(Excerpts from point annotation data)
━━━━━━━━━━━━━━━━━━━━

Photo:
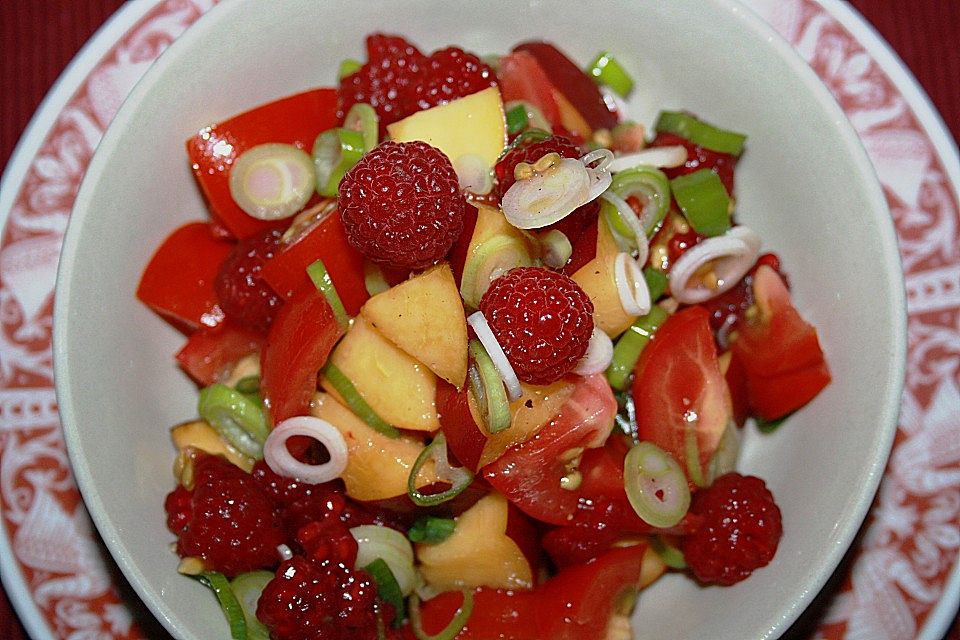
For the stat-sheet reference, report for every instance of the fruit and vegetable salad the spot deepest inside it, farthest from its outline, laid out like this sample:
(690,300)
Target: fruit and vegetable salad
(474,353)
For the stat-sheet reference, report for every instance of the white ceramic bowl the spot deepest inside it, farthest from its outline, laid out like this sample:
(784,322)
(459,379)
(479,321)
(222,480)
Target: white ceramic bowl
(805,185)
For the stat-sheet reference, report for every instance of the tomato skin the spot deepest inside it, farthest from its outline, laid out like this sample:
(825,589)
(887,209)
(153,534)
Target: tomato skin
(296,119)
(779,351)
(298,344)
(178,280)
(326,240)
(677,383)
(209,351)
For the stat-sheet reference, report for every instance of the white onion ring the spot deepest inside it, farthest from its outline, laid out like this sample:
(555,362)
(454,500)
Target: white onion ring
(631,285)
(598,356)
(671,156)
(733,253)
(495,351)
(278,457)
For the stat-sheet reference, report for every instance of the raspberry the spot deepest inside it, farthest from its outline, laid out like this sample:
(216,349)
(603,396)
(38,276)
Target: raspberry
(388,80)
(542,319)
(243,293)
(307,599)
(401,205)
(740,531)
(450,74)
(228,520)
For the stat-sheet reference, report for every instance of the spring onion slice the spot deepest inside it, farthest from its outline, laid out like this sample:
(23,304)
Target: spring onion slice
(458,477)
(455,626)
(480,326)
(247,587)
(272,181)
(704,201)
(699,132)
(324,283)
(279,459)
(363,118)
(488,389)
(228,603)
(335,151)
(342,385)
(235,417)
(607,71)
(656,485)
(631,344)
(431,529)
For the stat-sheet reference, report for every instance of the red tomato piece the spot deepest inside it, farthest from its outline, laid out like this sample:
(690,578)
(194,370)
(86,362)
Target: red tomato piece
(178,281)
(325,240)
(779,351)
(682,401)
(298,344)
(210,351)
(296,120)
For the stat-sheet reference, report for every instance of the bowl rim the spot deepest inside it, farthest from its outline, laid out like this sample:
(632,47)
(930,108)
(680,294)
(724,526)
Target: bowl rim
(878,452)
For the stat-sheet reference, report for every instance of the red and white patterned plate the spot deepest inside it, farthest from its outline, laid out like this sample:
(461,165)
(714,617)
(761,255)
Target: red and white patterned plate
(903,580)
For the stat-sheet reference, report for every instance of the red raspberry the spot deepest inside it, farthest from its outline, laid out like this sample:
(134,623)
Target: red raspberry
(229,521)
(243,293)
(542,319)
(450,74)
(387,81)
(308,599)
(401,205)
(740,532)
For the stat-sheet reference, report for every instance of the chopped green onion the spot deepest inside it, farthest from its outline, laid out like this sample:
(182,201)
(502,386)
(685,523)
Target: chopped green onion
(488,389)
(606,71)
(272,181)
(631,344)
(656,486)
(348,67)
(236,418)
(517,119)
(652,188)
(431,529)
(387,588)
(656,282)
(324,283)
(228,603)
(671,556)
(458,477)
(355,401)
(455,626)
(363,118)
(247,587)
(704,201)
(335,151)
(700,133)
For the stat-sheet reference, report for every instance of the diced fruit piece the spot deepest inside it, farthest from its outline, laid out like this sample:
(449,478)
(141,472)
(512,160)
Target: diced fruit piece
(377,465)
(681,398)
(178,281)
(474,125)
(401,205)
(480,533)
(542,319)
(295,120)
(778,350)
(740,532)
(424,317)
(399,388)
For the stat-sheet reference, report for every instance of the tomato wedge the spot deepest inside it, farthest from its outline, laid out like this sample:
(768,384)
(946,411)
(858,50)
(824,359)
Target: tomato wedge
(296,120)
(682,400)
(779,351)
(178,281)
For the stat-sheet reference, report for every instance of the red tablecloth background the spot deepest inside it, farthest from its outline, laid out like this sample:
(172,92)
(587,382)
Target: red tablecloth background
(39,37)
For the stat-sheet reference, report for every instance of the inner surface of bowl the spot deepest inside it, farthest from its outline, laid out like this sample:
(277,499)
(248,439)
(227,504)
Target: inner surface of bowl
(804,185)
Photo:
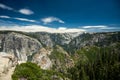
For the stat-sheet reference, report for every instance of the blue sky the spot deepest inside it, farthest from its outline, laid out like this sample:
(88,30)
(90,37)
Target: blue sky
(60,15)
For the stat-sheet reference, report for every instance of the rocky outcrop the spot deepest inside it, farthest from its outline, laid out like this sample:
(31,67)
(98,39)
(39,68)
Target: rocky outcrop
(42,59)
(7,62)
(19,45)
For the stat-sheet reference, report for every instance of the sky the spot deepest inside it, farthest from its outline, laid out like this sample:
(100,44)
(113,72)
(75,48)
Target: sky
(60,15)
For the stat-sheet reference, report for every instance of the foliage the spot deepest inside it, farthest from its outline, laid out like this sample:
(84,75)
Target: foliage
(31,71)
(101,63)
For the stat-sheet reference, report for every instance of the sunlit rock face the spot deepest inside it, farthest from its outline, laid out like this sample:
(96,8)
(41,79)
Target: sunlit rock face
(19,45)
(7,61)
(42,59)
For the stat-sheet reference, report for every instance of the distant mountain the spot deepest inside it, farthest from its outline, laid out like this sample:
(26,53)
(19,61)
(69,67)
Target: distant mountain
(52,50)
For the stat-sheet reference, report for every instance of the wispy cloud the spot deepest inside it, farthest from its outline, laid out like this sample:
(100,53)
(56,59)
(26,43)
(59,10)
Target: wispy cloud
(100,28)
(51,19)
(26,11)
(3,16)
(5,7)
(18,18)
(21,11)
(39,28)
(94,27)
(24,19)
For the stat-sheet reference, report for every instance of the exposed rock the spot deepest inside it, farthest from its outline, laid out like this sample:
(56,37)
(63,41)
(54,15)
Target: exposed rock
(19,44)
(42,59)
(7,62)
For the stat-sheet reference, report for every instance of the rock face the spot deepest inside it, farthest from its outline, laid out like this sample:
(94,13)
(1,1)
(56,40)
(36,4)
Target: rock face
(19,45)
(7,61)
(42,59)
(33,46)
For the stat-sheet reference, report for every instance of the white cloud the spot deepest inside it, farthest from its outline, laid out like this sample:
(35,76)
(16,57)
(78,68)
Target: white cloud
(3,16)
(17,18)
(24,19)
(39,28)
(51,19)
(95,27)
(26,11)
(22,11)
(5,7)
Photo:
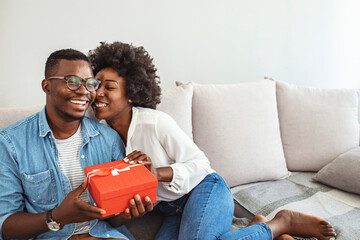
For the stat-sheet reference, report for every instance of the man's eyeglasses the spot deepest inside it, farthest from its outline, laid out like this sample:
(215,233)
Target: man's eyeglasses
(75,82)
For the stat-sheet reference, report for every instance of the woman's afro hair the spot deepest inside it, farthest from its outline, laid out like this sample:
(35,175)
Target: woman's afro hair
(135,65)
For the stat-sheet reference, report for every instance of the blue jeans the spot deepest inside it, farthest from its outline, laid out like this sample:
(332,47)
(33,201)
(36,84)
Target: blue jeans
(206,213)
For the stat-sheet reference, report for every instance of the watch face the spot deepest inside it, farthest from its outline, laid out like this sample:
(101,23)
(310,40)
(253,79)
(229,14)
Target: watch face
(53,226)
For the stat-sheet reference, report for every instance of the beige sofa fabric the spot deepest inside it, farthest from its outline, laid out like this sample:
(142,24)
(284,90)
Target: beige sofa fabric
(316,124)
(11,115)
(237,127)
(177,103)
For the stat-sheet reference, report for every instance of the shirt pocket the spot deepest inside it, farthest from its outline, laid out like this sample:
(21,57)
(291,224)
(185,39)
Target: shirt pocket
(40,188)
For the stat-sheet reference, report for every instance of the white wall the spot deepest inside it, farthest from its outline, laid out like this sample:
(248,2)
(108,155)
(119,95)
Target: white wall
(307,42)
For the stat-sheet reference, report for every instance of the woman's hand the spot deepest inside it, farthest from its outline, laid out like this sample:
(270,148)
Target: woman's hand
(136,210)
(139,157)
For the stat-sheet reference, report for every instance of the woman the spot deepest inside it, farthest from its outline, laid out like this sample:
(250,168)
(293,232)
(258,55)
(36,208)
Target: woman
(196,201)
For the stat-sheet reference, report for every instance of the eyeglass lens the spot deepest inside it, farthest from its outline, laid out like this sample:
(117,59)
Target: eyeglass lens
(75,82)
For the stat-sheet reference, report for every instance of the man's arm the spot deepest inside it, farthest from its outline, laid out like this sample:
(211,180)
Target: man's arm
(72,210)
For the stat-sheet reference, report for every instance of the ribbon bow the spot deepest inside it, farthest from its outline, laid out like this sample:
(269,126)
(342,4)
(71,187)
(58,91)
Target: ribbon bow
(114,170)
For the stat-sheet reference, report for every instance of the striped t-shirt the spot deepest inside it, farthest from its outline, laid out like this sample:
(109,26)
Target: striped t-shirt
(69,163)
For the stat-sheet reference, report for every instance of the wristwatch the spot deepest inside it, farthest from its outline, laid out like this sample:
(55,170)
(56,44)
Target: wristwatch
(52,225)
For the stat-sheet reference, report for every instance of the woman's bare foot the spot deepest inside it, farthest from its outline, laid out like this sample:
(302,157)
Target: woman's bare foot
(257,219)
(300,224)
(261,218)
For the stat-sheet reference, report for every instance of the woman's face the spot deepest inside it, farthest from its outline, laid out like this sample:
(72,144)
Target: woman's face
(111,101)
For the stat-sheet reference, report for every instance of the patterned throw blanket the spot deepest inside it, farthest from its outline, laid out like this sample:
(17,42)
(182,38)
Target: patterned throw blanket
(300,193)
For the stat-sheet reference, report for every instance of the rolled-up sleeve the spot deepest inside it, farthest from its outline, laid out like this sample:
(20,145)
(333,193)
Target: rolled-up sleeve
(11,193)
(190,163)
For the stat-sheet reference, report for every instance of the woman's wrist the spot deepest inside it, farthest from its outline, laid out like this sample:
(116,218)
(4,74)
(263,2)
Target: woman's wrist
(164,174)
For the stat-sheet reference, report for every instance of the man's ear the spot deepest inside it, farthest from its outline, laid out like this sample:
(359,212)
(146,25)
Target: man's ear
(45,86)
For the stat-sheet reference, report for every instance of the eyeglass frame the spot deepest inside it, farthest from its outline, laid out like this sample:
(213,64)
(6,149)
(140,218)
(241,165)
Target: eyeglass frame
(67,77)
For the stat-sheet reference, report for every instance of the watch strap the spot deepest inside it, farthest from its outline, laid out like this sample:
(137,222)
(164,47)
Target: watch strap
(49,216)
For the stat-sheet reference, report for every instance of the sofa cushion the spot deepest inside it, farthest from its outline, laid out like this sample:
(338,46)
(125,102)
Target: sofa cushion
(316,124)
(177,103)
(237,127)
(343,172)
(11,115)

━━━━━━━━━━━━━━━━━━━━

#### SHORT EXERCISE
Rewrite everything from the line containing "the watch strap" down to the end of the items, changing "sofa cushion" to "couch cushion" and leaving all else as it is.

#### SOLUTION TO THE PROBLEM
For the stat-sheet reference, report for every instance of the watch strap the spot deepest inside it, farthest from its outline, laid out like this sample:
(137,222)
(164,47)
Target: watch strap
(49,216)
For the stat-sheet reference, report for every instance of the couch cushion the spot deepest inside it, farthest from its outline, laid out like this sample:
(338,46)
(125,102)
Target: couch cushion
(316,124)
(177,103)
(237,127)
(343,172)
(11,115)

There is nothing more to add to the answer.